--- Data shown Enclosed Below ---
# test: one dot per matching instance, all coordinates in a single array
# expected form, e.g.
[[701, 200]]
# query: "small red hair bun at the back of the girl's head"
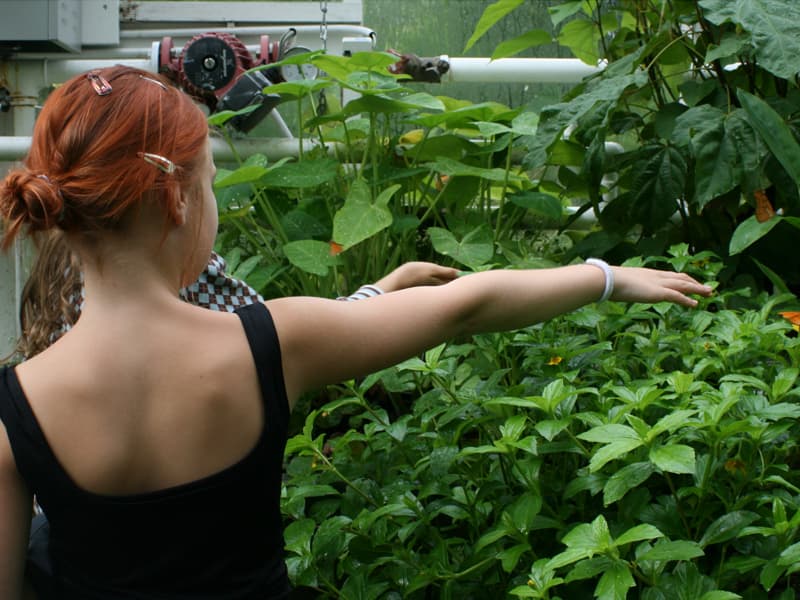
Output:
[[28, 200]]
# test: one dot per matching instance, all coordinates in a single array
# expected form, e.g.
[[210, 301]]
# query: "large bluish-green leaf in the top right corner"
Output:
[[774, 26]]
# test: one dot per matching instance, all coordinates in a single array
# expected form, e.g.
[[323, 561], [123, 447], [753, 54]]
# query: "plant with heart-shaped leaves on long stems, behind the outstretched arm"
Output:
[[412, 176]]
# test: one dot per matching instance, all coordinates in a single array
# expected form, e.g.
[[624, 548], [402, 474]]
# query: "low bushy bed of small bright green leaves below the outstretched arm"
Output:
--- End of Enclosed Data shown ---
**Exercise prompt**
The entries above are to be printed again word for word, with every picture removed.

**Your solution**
# test: one dot per matching instance, all coordinates in a single array
# expected form, e.g.
[[701, 200]]
# query: "small red hair bun at the back of the girl's head"
Output:
[[28, 200]]
# test: one dot per matching instance, all coordinates in a single array
# expected form, e.g.
[[210, 301]]
# query: "large bluish-green leaf in the top right corner"
Output:
[[774, 26]]
# test: one dot per matching instance, all coordinates in a single array
# expected form, e.g.
[[323, 561], [123, 447], [753, 54]]
# query: "plant with heart-shaped leaves on long stems, behind the outstretched arm"
Output:
[[412, 176]]
# test: one dot per matching instance, all coordinates in a single array
# expected form, e.g.
[[624, 548], [402, 474]]
# query: "low bushy bed of small bright green leaves below the outstretched arm"
Output:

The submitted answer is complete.